Supplied passage:
Start of Block
A python-based miRNA sequencing pipeline for isomiR quantification and analysis
- Make sure that you have Python 3.4+ installed (type
python --version
in the console) - Make sure you have the latest version of pip:
pip3 install -U pip
- Make sure you have Miniconda installed
- Download repository:
git clone https://github.com/kevchn/quagmir
- Go into local quagmir folder:
cd quagmir
- Install Python dependencies:
conda env create -f environment.yml
- Add your .fastq samples into the data folder (a sample has been provided for testing):
├── LICENSE ├── README.md ├── config.yaml ├── Snakefile ├── environment.yml ├── data/ │ ├── sample.fastq_ready │ └── YOUR_FILE_HERE.fastq_ready | ├── collapsed/ ├── motif-consensus.fa └── results/ │ └── tabular/
- Edit the motif-consensus.fa file to insert your miRNA information with the following format:
>miRNA_name miRNA_motif
miRNA_consensus_sequence
>passenger-shRNA-mir21-ORF59-5p-1 ACACCCTGGCCGGGT
CCGACACCCTGGCCGGGTTGT
- Edit the config.yaml file to change configuration options if needed (default values fine in most use cases):
# DISPLAY
min_ratio: .001
min_read: 9
display_summary: True
display_sequence_info: True
display_nucleotide_dist: True
# FUNCTION
destructive_motif_pull: False
# INPUT
motif_consensus_file: 'motif-consensus.fa'
- Run pipeline:
bash run.sh
or activate conda env and runsnakemake
Run the commands git reset --hard
and git pull
.
Quagmir skips any reads that it considers not to be an isomir of the miRNA, even if the reads are pulled in by the motif of the miRNA. These skipped reads are reported in the run log in the logs/ folder.
End of Block
What you should do:
Reproduce the miRNA pipeline guide in full, word for word. The data that comes next has no connection to the miRNA pipeline guide.

Data shown:
Start of Block
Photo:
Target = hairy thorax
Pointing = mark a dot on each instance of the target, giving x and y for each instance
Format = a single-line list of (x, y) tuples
End of Block
Your solution:
A python-based miRNA sequencing pipeline for isomiR quantification and analysis
- Make sure that you have Python 3.4+ installed (type
python --version
in the console) - Make sure you have the latest version of pip:
pip3 install -U pip
- Make sure you have Miniconda installed
- Download repository:
git clone https://github.com/kevchn/quagmir
- Go into local quagmir folder:
cd quagmir
- Install Python dependencies:
conda env create -f environment.yml
- Add your .fastq samples into the data folder (a sample has been provided for testing):
├── LICENSE ├── README.md ├── config.yaml ├── Snakefile ├── environment.yml ├── data/ │ ├── sample.fastq_ready │ └── YOUR_FILE_HERE.fastq_ready | ├── collapsed/ ├── motif-consensus.fa └── results/ │ └── tabular/
- Edit the motif-consensus.fa file to insert your miRNA information with the following format:
>miRNA_name miRNA_motif
miRNA_consensus_sequence
>passenger-shRNA-mir21-ORF59-5p-1 ACACCCTGGCCGGGT
CCGACACCCTGGCCGGGTTGT
- Edit the config.yaml file to change configuration options if needed (default values fine in most use cases):
# DISPLAY
min_ratio: .001
min_read: 9
display_summary: True
display_sequence_info: True
display_nucleotide_dist: True
# FUNCTION
destructive_motif_pull: False
# INPUT
motif_consensus_file: 'motif-consensus.fa'
- Run pipeline:
bash run.sh
or activate conda env and runsnakemake
Run the commands git reset --hard
and git pull
.
Quagmir skips any reads that it considers not to be an isomir of the miRNA, even if the reads are pulled in by the motif of the miRNA. These skipped reads are reported in the run log in the logs/ folder.